## Directions for this task
Continue the passage about the hospitalist specialty code and Medicare cost benchmarks, picking up after its last sentence.
══ Text provided
Comparison benchmarks
While the use of the new specialty code isn’t mandatory, panel members argued that it would be counterproductive for full-time hospitalists not to use it.

That’s because Medicare, which creates comparator pools of physician specialty data to look at individual costs and utilization, is going to be making increasing use of those performance data. Last year, for instance, when Congress did away with the sustainable growth rate formula, it also ushered in new physician payment reforms.

Those new payment models—as well as the physician value-based payment modifier, which will also be used to adjust physicians’ or groups’ payments—will increasingly tie a portion of physician fees to quality and cost data.

One new payment mechanism that will start affecting payments for some physicians in 2019 is the merit-based incentive payment system (MIPS). According to Joshua Lapps, SHM’s government relations manager and the staff liaison to SHM’s performance measurement and reporting committee, physicians who choose to be paid via MIPS may eventually face a potential 9% penalty.

“If hospitalists stay in a pool of internal or family medicine and are compared to benchmarks within that pool for costs, they won’t be able to compete,” said Mr. Lapps, who spoke during the session. “They’ll look horrifically expensive.”
Perhaps most importantly, the code gives physicians the ability to benchmark their performance— and their group’s—against national data.
════
══ Supplied information
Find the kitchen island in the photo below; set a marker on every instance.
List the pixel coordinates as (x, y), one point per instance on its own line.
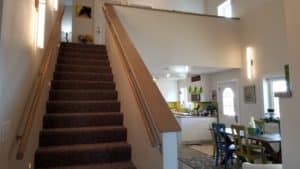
(194, 129)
════
## Answer
“It won’t be apples to oranges anymore,” said panel member Dea Robinson, vice president of operations for the Ohio-based MedOne Hospital Physicians and a member of SHM’s practice management committee. “It will be apples to apples. We’ll now have data sets with real information on where we sit on utilization, instead of being compared to another specialty.”

Another panel member, Aziz Ansari, DO, associate division director of hospital medicine at Loyola University Medical Center in Maywood, Ill., voiced that sentiment a bit differently. “Now, we can no longer hide behind primary care physicians,” he said. “From the standpoint of quality and payments, we’ll have to step up to the plate and prove our worth.”

Unanswered questions
Physicians can choose both a primary and a secondary specialty code. Dr. Ansari, for instance, is doubled-boarded in internal medicine with a focused practice in hospital medicine and in hospice and palliative medicine. He plans to choose hospital medicine as his primary specialty when it’s available and keep palliative care as his secondary specialty.

Panel members also pointed out that the new specialty code presents many unanswered questions. As an audience member who is a pediatric hospitalist asked, which specialty designation should he and his colleagues choose, hospital medicine or pediatrics? After all, the mortality figures for pediatric hospitalists are very different than those of hospitalists who treat only adults.

Further, panel members noted that physicians who do both outpatient and inpatient work should choose the specialty code that best reflects the majority of their work. Primary care physicians who moonlight only occasionally in the hospital, for instance, or members of multispecialty groups who rotate into the hospital only one week a month should continue to list their specialty as internal or family medicine or pediatrics.

Another audience member raised this scenario: Could nocturnists in one group maintain an internal medicine specialty code while day hospitalists choose hospital medicine? If so, could both a nocturnist and a day physician submit separate bills for the same date for prolonged services, instead of having to lump both those services into one bill?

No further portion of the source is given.